*DIRECTIONS FOR THIS TASK*.
Reproduce the lines below from the one that contains "Return one point per instance of the concrete" through the end, inclusive, and add nothing.

[Dataset excerpts on object pointing]
════

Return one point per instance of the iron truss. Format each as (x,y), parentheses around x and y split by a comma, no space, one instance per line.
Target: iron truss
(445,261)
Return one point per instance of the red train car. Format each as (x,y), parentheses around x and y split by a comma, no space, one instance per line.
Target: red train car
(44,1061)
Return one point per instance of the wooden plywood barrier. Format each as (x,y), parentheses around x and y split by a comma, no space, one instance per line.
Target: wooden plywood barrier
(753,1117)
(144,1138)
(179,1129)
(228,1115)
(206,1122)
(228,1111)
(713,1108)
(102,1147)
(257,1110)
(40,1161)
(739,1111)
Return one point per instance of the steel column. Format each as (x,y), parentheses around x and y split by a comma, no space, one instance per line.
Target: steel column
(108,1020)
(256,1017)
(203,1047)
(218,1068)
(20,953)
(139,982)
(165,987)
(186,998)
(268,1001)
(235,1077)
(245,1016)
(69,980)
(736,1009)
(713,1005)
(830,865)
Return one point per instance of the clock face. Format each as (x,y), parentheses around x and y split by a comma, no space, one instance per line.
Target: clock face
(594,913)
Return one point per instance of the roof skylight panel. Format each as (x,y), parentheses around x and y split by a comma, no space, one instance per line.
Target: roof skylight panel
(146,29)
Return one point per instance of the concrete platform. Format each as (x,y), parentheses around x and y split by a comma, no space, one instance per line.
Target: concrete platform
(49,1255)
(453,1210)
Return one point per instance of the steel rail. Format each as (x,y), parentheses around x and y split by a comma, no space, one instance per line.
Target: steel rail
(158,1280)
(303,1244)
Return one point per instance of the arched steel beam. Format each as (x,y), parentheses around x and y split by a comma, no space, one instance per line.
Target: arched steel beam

════

*EXERCISE ANSWER*.
Return one point per instance of the concrete platform. Format each as (x,y), parentheses around x and y split by a comma, no space, one instance per line.
Target: concrete platform
(49,1255)
(453,1210)
Return one point per instance of the steel rail. Format each as (x,y), parentheses around x and y split by a comma, no space, one instance per line.
Target: steel rail
(158,1280)
(303,1244)
Return one point per instance of the arched steel beam. Format each as (x,y), parentheses around x and y split by a comma, no space, one instance per line.
Target: arched steel beam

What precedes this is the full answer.